- EXERCISE REQUIREMENTS
Please edit the data below, replacing every "even-odd" with "nonzero" and leaving everything else unchanged.

- SUPPLIED INFORMATION
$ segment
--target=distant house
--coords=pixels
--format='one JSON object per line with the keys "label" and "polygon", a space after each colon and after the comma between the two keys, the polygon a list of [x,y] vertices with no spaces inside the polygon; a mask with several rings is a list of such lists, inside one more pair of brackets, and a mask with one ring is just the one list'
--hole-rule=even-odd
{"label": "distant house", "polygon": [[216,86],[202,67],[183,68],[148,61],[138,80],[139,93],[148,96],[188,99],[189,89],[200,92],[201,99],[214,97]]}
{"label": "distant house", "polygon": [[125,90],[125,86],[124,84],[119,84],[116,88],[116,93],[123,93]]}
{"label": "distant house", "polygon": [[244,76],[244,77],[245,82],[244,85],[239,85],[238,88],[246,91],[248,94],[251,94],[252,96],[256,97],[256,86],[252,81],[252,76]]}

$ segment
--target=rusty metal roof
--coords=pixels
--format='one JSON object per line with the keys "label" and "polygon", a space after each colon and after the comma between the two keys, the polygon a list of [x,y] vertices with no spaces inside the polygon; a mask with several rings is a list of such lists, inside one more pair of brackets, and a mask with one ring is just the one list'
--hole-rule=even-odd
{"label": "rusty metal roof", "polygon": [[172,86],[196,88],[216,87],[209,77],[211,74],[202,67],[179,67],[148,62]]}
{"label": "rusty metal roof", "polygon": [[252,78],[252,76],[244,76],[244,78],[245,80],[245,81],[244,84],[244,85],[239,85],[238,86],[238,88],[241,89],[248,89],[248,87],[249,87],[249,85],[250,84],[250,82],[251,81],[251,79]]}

- THE OUTPUT
$ segment
--target=distant house
--coords=pixels
--format='one JSON object per line with the keys "label" and "polygon", a space after each colon and after the comma between the two keys, the polygon a list of [x,y] vertices with no spaces inside the polygon; a mask with several rings is a list of such lists, inside one more pair of brackets, and a mask with one ring is just the one list'
--hole-rule=nonzero
{"label": "distant house", "polygon": [[216,86],[202,67],[183,68],[148,61],[138,80],[139,93],[148,96],[188,99],[189,89],[200,92],[201,99],[214,97]]}
{"label": "distant house", "polygon": [[125,90],[125,86],[124,84],[119,84],[116,88],[116,93],[123,93]]}
{"label": "distant house", "polygon": [[244,76],[244,77],[245,82],[244,85],[239,85],[238,88],[246,91],[248,94],[251,94],[252,96],[256,97],[256,86],[252,81],[252,76]]}

$ segment
--target=rusty metal roof
--coords=pixels
--format='one JSON object per line with the keys "label" and "polygon", a space after each colon and after the comma between the two keys, the polygon a list of [x,y] vertices with no spaces inside the polygon; a mask with several rings is a list of such lists, inside one more pair of brackets, and a mask with one ring is just the one list'
--hole-rule=nonzero
{"label": "rusty metal roof", "polygon": [[172,86],[196,88],[216,87],[209,77],[211,74],[202,67],[179,67],[148,62]]}
{"label": "rusty metal roof", "polygon": [[252,78],[252,76],[244,76],[244,78],[245,80],[245,81],[244,84],[244,85],[239,85],[238,86],[238,88],[241,89],[248,89],[248,87],[249,87],[249,85],[250,84],[250,82],[251,81],[251,79]]}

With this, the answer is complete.